### Problem
Return every one of the records below word for word, keeping each line unchanged.

^^^^^^^^^^^^^^^^

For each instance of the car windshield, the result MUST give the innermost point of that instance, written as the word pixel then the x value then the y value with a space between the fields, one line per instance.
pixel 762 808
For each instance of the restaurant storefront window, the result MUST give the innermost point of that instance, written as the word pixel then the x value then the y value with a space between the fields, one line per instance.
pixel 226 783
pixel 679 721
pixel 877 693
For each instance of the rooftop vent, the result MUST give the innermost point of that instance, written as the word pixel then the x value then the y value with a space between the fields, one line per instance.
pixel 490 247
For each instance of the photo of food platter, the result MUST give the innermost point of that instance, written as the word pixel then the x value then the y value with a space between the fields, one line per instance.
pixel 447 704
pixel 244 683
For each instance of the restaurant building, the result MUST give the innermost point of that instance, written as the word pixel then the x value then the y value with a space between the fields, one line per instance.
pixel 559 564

^^^^^^^^^^^^^^^^

### Finished exercise
For each instance of the car windshield, the result MUST give the innermost point of that instance, written as the word pixel then the x value then the y value with a space between the fields, one line per instance.
pixel 762 808
For each instance of the restaurant storefront window, the result MUST give the innermost point of that instance, written as the word pixel then the x value then the y value with a space between the fields, one line per instance.
pixel 226 783
pixel 679 721
pixel 877 693
For each instance of the rooftop vent, the result MUST give the innermost point of that instance, written as the word pixel then the x value then the y value with a space between the fields, one line per instance.
pixel 490 247
For each instance of the photo of food platter, the result MUST give the innermost point of that instance, written as the word pixel then the x value then the y value with a space between the fields, one line per instance.
pixel 447 704
pixel 244 683
For each instance of the restaurant building, the result MUST give the innermost point of that instance, written as the word pixel then the x value then the y value with a space between the fields, one line per instance.
pixel 559 564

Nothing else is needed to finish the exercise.